Annotation records
+-------+
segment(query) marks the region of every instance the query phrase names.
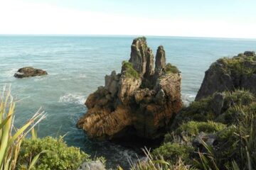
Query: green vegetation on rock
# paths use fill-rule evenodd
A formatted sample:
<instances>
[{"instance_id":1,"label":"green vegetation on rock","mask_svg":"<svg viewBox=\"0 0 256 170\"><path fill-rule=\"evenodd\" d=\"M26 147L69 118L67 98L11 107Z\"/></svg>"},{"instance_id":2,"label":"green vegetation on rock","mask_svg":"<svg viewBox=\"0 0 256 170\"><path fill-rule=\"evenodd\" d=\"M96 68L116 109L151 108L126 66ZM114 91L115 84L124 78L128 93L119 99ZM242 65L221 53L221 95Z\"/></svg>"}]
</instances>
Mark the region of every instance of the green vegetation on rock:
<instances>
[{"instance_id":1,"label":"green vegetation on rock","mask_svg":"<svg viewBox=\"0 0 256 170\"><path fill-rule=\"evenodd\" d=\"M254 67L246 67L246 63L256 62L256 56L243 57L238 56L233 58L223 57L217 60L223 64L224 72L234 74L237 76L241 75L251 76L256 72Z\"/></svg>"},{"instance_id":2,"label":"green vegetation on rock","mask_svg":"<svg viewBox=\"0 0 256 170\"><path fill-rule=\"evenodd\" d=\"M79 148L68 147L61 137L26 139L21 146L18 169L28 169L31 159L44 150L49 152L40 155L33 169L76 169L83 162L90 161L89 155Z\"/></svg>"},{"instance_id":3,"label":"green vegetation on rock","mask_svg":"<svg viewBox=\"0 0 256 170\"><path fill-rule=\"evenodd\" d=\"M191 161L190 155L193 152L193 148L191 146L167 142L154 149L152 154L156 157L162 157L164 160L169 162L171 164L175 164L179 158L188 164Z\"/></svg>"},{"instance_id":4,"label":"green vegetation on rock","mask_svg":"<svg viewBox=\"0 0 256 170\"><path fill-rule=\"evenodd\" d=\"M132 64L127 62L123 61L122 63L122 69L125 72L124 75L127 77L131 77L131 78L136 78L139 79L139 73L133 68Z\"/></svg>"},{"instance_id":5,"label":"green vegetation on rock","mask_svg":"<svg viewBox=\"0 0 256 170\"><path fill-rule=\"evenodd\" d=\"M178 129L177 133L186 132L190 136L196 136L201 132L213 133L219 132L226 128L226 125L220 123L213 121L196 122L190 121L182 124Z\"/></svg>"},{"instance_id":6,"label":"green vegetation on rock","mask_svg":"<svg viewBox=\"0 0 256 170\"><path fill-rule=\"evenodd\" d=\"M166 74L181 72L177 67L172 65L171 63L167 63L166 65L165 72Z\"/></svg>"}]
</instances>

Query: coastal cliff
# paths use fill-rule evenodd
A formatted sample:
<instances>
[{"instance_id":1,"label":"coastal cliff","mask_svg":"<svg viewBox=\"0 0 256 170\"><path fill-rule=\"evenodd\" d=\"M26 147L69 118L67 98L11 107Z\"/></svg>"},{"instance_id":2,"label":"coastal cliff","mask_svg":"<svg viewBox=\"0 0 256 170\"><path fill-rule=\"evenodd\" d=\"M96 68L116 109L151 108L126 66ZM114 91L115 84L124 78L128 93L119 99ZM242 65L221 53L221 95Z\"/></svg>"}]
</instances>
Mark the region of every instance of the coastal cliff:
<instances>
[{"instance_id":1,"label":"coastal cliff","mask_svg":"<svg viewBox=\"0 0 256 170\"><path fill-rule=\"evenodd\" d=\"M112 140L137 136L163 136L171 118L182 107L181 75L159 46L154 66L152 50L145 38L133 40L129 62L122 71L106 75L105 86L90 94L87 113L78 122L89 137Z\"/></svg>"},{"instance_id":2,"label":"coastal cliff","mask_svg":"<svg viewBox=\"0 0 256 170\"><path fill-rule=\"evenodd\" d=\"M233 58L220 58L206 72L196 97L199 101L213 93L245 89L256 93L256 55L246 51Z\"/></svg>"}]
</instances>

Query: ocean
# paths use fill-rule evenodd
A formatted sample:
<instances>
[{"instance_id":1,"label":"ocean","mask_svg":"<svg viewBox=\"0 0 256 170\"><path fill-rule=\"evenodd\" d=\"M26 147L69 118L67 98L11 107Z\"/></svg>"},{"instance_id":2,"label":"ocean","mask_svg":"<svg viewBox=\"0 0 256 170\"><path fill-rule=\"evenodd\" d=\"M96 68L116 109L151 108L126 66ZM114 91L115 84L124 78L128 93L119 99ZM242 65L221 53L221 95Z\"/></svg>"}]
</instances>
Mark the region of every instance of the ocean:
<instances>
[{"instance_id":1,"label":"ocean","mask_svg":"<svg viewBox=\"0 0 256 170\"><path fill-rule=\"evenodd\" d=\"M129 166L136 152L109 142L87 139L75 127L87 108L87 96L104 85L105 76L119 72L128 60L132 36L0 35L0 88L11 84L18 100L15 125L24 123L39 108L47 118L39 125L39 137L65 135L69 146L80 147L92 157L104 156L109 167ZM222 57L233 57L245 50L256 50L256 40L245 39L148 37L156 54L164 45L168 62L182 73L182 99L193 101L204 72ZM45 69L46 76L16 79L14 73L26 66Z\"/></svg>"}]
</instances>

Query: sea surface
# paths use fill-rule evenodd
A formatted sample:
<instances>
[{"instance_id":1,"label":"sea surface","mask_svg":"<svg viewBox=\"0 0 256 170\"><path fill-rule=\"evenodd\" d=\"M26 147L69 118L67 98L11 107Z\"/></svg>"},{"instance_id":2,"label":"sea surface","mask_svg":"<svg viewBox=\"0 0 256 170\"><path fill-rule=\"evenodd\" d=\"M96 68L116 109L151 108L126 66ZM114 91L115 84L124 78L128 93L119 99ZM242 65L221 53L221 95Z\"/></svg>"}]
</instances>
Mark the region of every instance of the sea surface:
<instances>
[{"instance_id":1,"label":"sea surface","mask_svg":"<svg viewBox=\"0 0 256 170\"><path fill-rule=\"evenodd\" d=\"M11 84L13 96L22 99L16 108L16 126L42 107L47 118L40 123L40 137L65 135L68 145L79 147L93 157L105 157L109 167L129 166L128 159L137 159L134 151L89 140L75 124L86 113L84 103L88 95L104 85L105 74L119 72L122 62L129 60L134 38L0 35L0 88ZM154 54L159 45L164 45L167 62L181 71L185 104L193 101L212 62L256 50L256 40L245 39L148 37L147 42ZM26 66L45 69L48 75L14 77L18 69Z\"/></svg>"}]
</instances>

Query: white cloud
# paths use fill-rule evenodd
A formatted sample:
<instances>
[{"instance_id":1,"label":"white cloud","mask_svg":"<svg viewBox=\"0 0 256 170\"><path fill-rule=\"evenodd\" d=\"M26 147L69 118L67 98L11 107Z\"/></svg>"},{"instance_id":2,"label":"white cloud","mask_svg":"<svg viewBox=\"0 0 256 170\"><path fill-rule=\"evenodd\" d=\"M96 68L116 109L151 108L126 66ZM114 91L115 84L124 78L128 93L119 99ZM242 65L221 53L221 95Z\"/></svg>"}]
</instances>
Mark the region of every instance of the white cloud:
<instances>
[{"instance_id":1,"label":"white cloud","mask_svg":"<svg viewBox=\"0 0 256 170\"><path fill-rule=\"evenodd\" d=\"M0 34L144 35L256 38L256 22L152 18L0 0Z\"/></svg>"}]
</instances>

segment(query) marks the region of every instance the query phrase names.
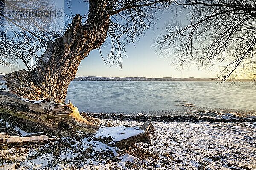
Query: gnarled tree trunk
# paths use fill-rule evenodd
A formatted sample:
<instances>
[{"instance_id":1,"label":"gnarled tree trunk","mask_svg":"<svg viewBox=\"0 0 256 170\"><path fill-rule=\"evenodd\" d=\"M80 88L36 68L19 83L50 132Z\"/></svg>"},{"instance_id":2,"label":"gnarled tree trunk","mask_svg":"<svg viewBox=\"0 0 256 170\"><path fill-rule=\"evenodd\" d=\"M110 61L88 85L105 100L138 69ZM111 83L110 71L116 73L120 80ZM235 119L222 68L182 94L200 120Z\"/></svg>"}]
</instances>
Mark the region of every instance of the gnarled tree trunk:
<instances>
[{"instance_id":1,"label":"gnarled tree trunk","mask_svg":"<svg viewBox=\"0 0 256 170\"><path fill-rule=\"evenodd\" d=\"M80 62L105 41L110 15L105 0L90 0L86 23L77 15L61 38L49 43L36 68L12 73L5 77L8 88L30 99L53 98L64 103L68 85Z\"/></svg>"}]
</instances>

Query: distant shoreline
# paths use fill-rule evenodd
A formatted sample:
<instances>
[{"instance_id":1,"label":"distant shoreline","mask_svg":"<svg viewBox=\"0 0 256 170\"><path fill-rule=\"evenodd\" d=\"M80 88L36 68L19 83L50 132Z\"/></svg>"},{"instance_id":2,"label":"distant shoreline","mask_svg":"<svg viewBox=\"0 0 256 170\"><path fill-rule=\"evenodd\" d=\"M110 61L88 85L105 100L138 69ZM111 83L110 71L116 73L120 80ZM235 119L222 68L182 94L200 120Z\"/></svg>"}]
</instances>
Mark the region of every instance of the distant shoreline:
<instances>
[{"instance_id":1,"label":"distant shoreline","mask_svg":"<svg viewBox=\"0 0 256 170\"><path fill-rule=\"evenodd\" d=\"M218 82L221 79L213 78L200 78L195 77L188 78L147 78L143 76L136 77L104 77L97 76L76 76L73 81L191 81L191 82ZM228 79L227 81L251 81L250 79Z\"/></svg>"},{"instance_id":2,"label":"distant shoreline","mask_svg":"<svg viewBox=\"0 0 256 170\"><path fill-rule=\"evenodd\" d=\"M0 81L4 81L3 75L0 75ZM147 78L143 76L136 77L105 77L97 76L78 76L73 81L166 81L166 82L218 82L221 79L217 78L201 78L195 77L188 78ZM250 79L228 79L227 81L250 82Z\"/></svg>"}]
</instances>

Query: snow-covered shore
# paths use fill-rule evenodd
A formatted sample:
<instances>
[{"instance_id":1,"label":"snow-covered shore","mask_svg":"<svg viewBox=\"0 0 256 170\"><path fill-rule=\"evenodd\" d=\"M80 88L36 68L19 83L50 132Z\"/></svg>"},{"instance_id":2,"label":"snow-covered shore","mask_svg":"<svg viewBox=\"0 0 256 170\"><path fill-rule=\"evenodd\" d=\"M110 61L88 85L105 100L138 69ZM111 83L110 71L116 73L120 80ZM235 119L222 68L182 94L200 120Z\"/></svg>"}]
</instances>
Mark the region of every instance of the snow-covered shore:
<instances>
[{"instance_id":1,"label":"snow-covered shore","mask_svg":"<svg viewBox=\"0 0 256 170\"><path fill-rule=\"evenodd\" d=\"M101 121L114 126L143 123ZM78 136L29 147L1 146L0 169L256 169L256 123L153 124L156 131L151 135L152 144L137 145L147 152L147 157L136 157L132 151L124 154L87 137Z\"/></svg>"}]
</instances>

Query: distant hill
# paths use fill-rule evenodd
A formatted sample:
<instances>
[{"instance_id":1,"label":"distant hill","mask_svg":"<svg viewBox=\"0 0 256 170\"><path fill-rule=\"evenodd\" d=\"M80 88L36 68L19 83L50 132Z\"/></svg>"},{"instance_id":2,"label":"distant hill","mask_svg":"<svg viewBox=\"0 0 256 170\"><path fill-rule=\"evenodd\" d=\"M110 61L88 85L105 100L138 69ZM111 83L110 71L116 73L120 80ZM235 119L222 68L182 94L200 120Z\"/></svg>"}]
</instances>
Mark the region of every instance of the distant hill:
+-------+
GIVEN INSTRUCTION
Extract every line from the one containing "Query: distant hill" to the end of the entries, including both of those lines, exactly as given and with nothing added.

CORRECT RESULT
Query: distant hill
# paths use fill-rule evenodd
A formatted sample:
<instances>
[{"instance_id":1,"label":"distant hill","mask_svg":"<svg viewBox=\"0 0 256 170\"><path fill-rule=\"evenodd\" d=\"M80 88L36 68L19 83L50 132Z\"/></svg>"},{"instance_id":2,"label":"distant hill","mask_svg":"<svg viewBox=\"0 0 256 170\"><path fill-rule=\"evenodd\" d=\"M110 61L88 85L105 100L138 69ZM111 83L110 71L116 73L120 80ZM235 119L222 68L182 94L200 120Z\"/></svg>"}]
</instances>
Mark the region of every instance of the distant hill:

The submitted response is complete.